Your task:
Change "hand on hip" to "hand on waist" in the records, then write them out again with nothing else altered.
########
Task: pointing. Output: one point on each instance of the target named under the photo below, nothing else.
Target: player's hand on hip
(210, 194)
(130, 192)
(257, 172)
########
Expected answer:
Task: pointing. Output: one point on each instance of the target named under the photo below, nothing else.
Target: player's hand on waist
(210, 194)
(130, 192)
(257, 172)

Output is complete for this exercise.